(Set exercise)
Pick out each line in the records below that contains the word "white" and copy those lines.

== Materials provided ==

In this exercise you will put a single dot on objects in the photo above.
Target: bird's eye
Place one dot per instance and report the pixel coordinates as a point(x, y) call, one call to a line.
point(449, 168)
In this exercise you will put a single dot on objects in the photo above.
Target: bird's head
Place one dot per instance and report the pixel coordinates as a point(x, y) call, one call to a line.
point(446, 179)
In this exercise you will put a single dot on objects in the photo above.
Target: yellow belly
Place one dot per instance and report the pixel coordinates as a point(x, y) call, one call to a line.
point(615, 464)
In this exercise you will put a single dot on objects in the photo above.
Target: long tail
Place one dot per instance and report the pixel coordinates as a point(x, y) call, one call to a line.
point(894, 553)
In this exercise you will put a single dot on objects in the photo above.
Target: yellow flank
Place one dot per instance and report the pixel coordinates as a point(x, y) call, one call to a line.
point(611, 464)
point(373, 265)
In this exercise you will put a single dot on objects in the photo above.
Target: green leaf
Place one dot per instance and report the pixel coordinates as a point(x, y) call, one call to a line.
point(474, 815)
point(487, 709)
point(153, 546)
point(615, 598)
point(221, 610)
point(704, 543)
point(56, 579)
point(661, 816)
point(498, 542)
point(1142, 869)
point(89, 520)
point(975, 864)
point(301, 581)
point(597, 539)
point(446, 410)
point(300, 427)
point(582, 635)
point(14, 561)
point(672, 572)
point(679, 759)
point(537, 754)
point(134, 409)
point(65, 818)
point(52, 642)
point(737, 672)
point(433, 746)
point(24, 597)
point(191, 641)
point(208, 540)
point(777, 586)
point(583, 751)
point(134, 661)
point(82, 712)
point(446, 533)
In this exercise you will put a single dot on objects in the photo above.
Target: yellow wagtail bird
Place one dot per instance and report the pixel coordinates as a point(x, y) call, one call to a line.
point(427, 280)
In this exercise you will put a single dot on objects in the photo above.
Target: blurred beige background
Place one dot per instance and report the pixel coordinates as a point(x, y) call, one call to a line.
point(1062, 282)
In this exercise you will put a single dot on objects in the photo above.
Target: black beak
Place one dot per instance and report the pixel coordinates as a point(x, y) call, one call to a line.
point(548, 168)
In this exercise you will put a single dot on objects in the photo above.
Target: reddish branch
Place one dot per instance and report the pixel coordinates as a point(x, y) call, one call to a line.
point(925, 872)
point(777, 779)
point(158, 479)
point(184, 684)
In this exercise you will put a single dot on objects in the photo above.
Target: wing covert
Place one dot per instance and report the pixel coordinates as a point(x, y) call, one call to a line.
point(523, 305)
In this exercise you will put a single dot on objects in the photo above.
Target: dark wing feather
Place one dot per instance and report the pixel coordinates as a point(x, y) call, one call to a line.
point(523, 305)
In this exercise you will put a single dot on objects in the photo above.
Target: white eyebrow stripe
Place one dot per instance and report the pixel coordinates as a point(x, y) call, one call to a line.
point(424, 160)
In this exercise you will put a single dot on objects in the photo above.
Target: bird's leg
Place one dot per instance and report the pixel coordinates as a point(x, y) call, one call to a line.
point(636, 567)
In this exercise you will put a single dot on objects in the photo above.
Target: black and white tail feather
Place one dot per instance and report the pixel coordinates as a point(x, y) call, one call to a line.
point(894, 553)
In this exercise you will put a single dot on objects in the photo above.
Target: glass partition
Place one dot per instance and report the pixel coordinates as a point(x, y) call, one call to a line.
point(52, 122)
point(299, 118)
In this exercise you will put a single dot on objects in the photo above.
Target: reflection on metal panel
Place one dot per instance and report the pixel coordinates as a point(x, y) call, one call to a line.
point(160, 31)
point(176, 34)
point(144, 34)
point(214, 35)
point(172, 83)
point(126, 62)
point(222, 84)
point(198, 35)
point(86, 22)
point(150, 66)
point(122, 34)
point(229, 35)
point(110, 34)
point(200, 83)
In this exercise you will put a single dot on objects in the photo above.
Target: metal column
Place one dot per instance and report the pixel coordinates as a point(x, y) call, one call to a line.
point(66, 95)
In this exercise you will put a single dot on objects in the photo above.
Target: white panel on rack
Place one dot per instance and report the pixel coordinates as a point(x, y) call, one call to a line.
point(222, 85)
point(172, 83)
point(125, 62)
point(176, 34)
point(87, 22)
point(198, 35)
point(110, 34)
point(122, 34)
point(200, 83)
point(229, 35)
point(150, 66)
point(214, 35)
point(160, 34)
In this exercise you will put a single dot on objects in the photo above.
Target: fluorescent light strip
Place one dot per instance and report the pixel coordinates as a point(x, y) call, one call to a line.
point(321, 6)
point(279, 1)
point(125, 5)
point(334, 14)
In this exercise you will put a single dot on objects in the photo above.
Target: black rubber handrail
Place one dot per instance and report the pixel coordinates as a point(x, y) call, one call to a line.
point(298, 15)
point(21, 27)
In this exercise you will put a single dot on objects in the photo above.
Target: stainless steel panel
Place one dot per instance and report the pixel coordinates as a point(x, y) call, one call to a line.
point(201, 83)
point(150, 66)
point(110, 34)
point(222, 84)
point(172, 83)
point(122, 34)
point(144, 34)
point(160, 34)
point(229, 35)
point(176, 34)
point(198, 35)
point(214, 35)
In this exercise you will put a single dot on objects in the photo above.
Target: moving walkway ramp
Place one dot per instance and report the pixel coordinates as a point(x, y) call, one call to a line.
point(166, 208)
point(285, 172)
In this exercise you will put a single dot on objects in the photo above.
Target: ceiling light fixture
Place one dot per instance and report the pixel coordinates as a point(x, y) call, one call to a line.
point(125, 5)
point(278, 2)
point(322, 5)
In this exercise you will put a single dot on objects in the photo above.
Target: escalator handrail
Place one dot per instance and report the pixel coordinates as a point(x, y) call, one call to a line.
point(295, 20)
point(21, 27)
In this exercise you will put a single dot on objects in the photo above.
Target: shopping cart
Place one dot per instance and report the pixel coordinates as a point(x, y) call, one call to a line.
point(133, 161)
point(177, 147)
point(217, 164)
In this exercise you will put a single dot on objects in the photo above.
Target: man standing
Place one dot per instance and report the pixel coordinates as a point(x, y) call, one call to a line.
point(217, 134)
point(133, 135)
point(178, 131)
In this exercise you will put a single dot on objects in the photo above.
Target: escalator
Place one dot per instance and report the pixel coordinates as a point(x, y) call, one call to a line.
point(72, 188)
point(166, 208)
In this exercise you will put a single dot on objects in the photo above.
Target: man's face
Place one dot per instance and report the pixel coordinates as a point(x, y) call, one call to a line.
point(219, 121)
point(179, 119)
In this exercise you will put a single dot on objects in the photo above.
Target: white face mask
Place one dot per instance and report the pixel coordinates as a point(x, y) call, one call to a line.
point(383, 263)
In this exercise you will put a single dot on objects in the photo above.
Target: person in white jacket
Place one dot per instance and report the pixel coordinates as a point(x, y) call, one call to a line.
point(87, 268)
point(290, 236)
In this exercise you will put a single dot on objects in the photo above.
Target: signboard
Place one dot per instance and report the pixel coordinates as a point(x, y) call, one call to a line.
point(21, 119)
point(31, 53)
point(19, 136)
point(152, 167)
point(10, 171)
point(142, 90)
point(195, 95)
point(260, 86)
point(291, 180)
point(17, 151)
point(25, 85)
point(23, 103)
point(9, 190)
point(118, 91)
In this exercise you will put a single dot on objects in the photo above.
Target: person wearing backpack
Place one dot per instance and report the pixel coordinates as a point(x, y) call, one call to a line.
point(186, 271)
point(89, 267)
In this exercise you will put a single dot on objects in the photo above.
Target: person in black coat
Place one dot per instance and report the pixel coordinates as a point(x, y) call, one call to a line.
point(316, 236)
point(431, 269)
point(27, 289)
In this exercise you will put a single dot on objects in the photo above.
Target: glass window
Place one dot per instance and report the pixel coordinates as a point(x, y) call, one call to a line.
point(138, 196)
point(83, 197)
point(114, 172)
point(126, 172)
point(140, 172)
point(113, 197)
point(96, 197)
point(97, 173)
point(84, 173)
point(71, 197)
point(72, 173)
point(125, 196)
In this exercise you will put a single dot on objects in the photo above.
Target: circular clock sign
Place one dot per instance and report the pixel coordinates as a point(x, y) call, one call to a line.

===
== Materials provided ==

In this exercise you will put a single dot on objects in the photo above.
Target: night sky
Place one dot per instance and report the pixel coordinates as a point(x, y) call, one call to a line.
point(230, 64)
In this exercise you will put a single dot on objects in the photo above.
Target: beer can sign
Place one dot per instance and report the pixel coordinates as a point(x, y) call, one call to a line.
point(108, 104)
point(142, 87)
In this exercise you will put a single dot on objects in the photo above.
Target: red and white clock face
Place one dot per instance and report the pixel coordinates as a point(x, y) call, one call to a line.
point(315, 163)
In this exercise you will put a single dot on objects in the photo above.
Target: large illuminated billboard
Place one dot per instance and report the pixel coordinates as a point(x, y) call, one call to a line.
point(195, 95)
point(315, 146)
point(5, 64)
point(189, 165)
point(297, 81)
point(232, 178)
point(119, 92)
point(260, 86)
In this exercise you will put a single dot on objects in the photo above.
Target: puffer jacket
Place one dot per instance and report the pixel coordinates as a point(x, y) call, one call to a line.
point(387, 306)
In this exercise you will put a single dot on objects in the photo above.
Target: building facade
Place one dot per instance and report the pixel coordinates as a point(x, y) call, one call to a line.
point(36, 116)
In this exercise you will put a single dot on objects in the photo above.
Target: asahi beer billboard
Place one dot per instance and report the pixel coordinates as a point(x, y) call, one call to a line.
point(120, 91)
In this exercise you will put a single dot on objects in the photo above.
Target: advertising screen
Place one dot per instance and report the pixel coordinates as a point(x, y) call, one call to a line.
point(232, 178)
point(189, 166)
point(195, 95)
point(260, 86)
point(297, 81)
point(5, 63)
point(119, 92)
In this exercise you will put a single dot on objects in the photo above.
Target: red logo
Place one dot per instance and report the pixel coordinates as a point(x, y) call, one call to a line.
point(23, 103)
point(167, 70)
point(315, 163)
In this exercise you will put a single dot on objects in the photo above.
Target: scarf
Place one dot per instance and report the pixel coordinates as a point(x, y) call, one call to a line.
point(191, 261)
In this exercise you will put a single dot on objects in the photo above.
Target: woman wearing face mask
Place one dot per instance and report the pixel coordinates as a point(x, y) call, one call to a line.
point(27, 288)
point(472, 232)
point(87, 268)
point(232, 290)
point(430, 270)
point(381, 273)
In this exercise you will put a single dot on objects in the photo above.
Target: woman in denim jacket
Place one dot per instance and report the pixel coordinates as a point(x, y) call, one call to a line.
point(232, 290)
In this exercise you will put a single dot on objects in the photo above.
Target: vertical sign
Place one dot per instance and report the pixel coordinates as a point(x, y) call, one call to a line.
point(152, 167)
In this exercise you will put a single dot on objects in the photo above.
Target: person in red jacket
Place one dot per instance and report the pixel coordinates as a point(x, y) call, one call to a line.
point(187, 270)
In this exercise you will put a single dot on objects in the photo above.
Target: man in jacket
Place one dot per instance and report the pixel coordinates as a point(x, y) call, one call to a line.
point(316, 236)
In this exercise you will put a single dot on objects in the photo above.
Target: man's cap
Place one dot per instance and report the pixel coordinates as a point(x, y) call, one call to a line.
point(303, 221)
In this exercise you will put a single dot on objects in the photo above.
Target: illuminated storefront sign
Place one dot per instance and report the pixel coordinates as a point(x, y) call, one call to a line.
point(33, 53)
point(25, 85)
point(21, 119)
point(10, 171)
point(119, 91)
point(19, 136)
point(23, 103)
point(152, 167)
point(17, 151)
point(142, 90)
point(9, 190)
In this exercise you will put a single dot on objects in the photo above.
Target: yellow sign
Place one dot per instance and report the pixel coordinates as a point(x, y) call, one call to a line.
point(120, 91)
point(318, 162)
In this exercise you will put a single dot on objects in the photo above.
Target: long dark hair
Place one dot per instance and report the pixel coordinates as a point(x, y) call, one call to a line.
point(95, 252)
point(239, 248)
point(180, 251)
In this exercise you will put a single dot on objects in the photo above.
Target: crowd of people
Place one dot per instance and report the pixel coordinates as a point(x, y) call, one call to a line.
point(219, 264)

===

(Complete answer)
Target: white eyebrow stripe
Target: black and white tail feather
Target: white panel on rack
Target: white face mask
Target: person in white jacket
Target: red and white clock face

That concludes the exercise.